*REQUIREMENT*
In the entries, change every "negative clicks" to "negative points" in the lines starting with the line that contains "233L396 234L395 253L402" and going on through the line that contains "box: [129, 369, 198, 410]". Give back only those lines, with nothing else altered.

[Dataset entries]

"""

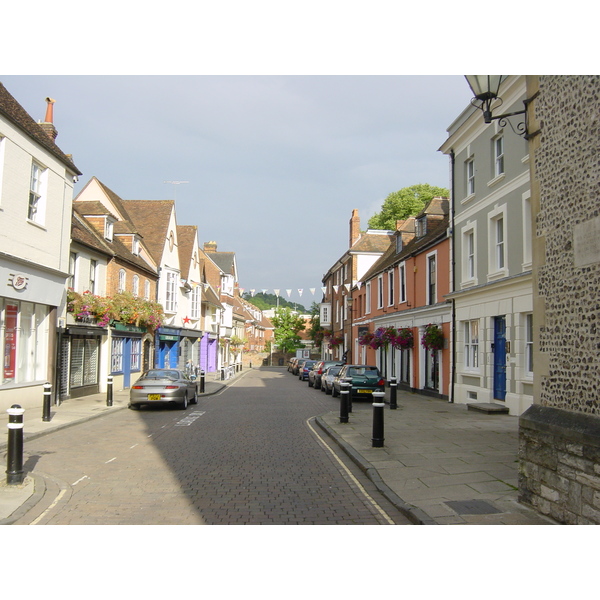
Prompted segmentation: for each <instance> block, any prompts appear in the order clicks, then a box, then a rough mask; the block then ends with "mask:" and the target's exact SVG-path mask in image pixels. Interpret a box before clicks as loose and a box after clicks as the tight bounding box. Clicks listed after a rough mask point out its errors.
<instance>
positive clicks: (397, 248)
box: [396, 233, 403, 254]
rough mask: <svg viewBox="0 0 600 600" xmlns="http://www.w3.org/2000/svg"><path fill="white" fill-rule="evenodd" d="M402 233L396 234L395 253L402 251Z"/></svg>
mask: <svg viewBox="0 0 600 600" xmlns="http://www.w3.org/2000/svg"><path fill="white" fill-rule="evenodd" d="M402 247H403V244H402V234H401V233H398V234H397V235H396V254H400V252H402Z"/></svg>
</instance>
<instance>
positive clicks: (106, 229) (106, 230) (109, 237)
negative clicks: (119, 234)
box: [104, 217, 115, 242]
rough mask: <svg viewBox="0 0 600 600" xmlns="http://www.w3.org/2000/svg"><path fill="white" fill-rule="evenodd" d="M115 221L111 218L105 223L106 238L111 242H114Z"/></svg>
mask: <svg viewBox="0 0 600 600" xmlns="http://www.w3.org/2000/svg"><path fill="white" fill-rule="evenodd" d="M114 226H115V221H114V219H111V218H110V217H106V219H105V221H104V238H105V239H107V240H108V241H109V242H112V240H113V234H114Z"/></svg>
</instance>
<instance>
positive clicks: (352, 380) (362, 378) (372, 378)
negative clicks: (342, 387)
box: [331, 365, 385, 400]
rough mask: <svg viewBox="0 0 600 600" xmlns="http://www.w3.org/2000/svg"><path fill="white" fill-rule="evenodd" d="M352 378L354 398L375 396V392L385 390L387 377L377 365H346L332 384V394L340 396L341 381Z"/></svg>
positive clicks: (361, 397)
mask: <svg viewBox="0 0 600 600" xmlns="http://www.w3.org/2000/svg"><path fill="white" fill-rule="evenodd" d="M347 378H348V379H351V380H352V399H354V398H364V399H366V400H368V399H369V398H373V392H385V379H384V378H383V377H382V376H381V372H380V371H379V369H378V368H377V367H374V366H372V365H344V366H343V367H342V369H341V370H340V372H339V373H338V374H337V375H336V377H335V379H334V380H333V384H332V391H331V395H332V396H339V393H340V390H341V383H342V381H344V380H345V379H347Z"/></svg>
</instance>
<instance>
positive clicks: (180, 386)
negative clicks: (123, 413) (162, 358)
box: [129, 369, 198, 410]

"""
"""

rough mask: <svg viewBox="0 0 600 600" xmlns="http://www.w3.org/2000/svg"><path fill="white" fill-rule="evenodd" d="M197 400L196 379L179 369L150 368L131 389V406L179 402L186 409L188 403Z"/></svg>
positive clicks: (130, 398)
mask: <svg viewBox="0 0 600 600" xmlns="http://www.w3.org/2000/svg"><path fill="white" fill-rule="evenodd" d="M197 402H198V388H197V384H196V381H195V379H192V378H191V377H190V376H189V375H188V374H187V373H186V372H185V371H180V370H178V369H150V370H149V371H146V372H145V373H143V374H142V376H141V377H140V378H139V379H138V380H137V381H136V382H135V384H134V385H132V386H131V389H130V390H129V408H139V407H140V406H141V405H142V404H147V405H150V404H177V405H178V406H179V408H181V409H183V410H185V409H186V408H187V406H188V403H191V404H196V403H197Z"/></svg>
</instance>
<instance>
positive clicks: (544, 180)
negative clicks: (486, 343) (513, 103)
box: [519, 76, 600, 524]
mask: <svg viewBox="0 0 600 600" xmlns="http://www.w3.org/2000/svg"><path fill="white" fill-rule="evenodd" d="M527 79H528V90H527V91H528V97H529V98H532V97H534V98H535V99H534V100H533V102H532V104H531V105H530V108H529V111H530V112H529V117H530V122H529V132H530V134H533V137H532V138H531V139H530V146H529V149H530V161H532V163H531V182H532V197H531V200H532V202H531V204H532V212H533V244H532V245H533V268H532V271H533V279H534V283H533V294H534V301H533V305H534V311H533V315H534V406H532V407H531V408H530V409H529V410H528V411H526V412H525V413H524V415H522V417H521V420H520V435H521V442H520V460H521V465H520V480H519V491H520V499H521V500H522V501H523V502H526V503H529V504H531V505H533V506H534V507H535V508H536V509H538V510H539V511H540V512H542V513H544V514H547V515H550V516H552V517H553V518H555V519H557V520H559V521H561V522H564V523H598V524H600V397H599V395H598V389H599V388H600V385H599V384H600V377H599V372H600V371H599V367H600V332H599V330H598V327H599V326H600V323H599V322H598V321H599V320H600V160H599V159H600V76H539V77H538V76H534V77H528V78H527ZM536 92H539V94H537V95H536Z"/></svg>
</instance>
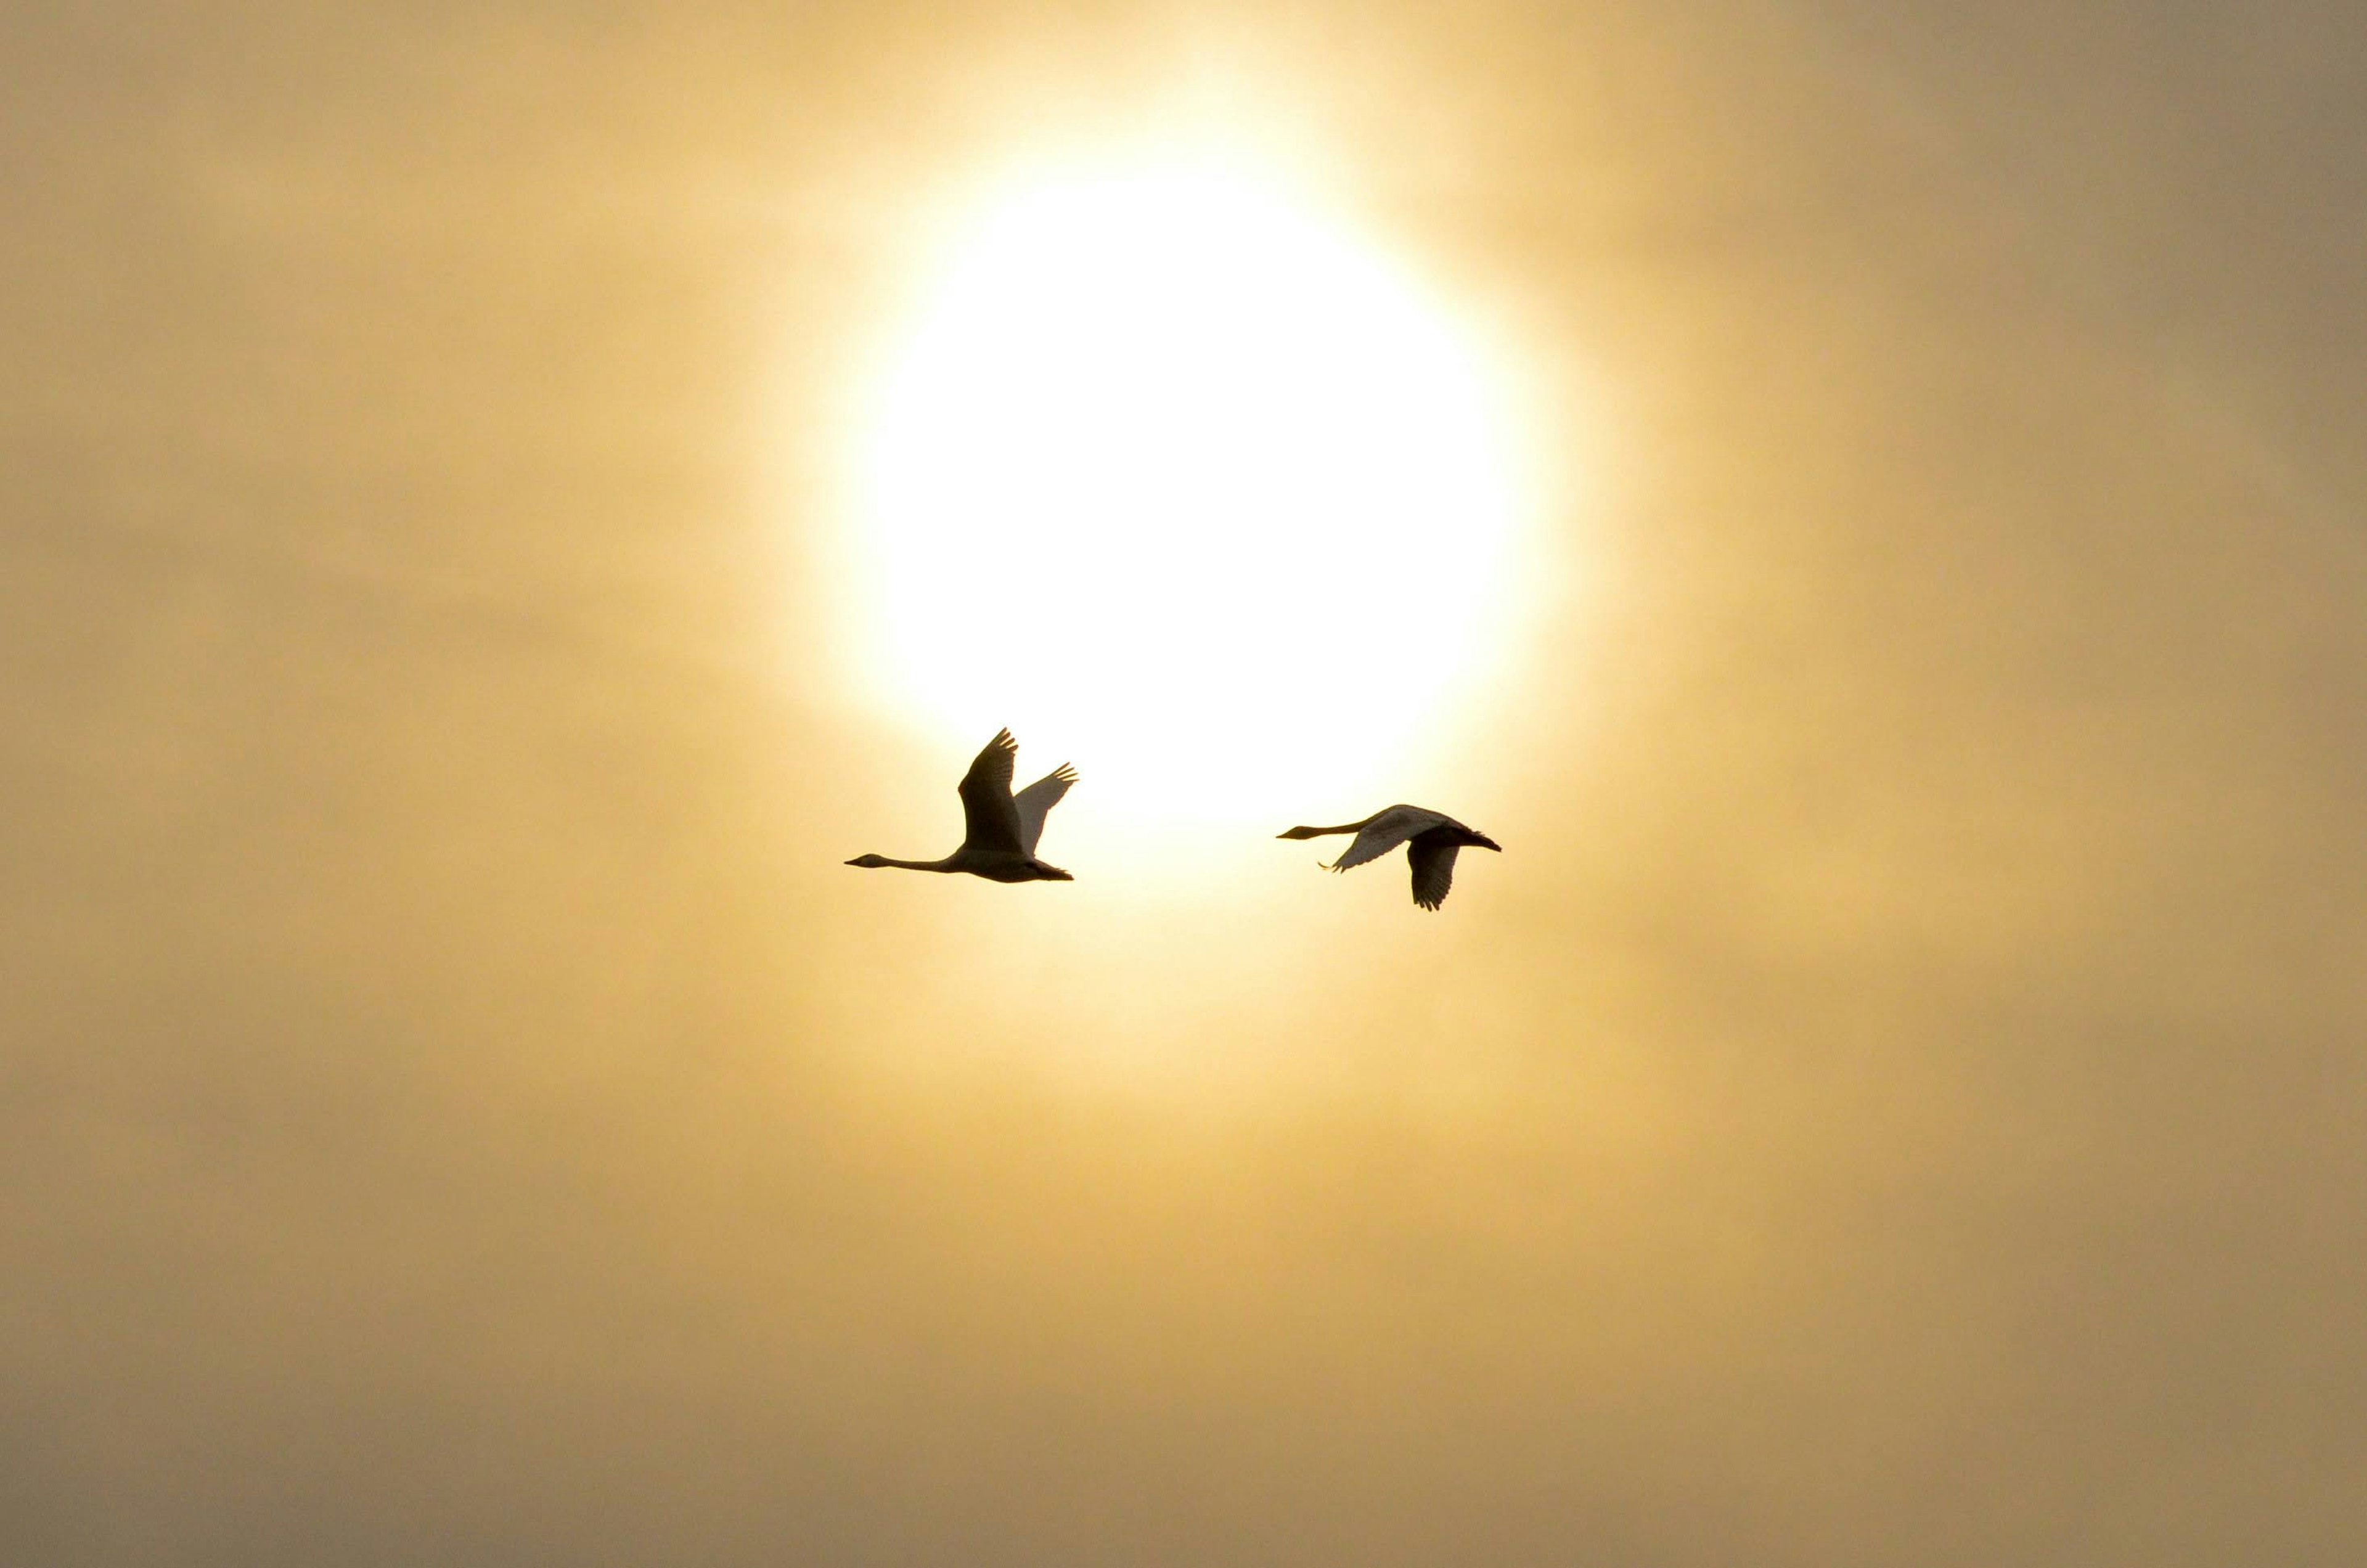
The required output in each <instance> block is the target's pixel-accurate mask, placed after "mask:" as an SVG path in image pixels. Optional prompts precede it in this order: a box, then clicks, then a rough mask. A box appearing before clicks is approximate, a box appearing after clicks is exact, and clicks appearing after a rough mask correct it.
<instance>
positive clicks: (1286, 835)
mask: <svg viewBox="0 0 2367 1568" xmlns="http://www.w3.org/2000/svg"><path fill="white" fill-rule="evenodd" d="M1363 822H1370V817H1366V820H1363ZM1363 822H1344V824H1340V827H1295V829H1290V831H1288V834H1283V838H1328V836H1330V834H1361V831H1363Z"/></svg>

"""
"""

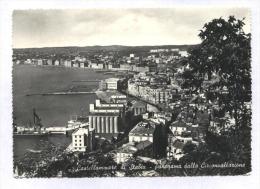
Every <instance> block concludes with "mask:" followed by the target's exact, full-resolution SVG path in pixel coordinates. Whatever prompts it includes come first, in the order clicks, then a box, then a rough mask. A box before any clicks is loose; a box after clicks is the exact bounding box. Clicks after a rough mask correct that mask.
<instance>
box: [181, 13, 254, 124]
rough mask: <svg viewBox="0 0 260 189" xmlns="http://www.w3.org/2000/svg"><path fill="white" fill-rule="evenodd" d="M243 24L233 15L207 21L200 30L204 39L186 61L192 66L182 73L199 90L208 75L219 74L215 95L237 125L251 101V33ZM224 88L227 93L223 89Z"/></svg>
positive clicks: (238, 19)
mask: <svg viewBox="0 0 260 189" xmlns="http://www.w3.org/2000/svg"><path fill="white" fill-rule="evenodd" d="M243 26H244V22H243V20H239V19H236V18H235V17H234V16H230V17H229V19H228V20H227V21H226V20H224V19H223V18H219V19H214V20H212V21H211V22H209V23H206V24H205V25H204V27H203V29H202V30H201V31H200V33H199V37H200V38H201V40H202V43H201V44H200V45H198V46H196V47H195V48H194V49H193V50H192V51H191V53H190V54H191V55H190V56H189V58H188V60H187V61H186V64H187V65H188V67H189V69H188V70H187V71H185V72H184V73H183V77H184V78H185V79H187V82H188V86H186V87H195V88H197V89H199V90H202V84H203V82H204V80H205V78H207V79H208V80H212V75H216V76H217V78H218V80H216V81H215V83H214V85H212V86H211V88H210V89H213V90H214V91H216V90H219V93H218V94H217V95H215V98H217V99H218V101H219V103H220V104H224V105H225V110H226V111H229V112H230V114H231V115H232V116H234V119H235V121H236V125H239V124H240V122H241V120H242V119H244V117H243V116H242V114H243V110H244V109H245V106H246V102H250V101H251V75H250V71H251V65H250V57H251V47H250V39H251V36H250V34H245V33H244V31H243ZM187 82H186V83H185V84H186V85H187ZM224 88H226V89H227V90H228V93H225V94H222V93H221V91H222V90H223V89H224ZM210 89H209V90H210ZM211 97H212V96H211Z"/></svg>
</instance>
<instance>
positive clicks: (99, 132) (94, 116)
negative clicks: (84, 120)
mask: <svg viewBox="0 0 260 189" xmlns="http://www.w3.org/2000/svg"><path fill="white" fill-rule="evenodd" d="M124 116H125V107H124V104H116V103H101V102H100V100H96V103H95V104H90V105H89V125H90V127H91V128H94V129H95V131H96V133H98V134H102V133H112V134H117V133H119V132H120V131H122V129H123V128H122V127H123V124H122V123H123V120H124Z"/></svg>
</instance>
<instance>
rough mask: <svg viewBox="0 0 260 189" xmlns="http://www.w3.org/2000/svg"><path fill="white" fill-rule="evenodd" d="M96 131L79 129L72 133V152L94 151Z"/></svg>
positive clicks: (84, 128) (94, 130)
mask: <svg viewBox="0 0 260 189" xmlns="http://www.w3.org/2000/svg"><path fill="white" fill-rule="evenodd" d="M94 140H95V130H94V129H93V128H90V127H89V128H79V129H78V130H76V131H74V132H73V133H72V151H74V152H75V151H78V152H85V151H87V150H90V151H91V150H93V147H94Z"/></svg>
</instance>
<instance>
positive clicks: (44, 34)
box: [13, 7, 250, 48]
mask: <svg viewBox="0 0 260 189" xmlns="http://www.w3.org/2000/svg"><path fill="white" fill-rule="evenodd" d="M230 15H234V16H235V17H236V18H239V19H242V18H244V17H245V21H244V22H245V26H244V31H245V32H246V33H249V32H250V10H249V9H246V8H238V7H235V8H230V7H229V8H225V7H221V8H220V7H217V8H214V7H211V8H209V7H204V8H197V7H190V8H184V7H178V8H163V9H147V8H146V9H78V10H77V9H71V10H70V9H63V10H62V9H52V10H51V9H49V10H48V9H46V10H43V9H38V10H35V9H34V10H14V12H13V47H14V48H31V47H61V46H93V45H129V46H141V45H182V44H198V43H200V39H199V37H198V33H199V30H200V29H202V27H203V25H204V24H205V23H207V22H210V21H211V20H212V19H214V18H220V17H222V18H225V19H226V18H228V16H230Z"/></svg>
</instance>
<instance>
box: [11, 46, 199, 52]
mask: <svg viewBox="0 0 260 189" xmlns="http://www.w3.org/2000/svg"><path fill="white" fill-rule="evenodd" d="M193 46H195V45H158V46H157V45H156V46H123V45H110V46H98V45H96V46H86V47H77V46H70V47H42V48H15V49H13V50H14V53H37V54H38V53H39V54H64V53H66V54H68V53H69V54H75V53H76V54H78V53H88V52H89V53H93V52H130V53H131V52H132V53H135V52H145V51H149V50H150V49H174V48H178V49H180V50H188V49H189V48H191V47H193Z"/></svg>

"""

*RESPONSE BOX*
rough mask: <svg viewBox="0 0 600 600" xmlns="http://www.w3.org/2000/svg"><path fill="white" fill-rule="evenodd" d="M402 233L396 234L395 253L402 251Z"/></svg>
mask: <svg viewBox="0 0 600 600" xmlns="http://www.w3.org/2000/svg"><path fill="white" fill-rule="evenodd" d="M402 247H403V244H402V234H401V233H398V234H397V235H396V254H400V252H402Z"/></svg>
</instance>
<instance>
positive clicks: (106, 229) (106, 230) (109, 237)
negative points: (119, 234)
box: [104, 217, 115, 242]
rough mask: <svg viewBox="0 0 600 600" xmlns="http://www.w3.org/2000/svg"><path fill="white" fill-rule="evenodd" d="M115 221L111 218L105 223L106 238L111 242H114Z"/></svg>
mask: <svg viewBox="0 0 600 600" xmlns="http://www.w3.org/2000/svg"><path fill="white" fill-rule="evenodd" d="M114 226H115V221H114V219H111V218H110V217H106V219H105V221H104V238H105V239H107V240H108V241H109V242H112V240H113V234H114Z"/></svg>
</instance>
<instance>
positive clicks: (352, 380) (362, 378) (372, 378)
negative points: (342, 387)
box: [331, 365, 385, 400]
rough mask: <svg viewBox="0 0 600 600" xmlns="http://www.w3.org/2000/svg"><path fill="white" fill-rule="evenodd" d="M352 378L354 398L375 396V392L385 390L387 377L377 365H346L332 384V394L340 396L341 381Z"/></svg>
positive clicks: (361, 397)
mask: <svg viewBox="0 0 600 600" xmlns="http://www.w3.org/2000/svg"><path fill="white" fill-rule="evenodd" d="M347 378H348V379H351V380H352V399H354V398H364V399H366V400H368V399H369V398H373V392H385V379H384V378H383V377H382V376H381V372H380V371H379V369H378V368H377V367H374V366H372V365H344V366H343V367H342V369H341V370H340V372H339V373H338V374H337V375H336V377H335V379H334V380H333V384H332V391H331V395H332V396H339V393H340V390H341V383H342V381H344V380H345V379H347Z"/></svg>
</instance>
<instance>
positive clicks: (180, 386)
negative points: (123, 413) (162, 358)
box: [129, 369, 198, 410]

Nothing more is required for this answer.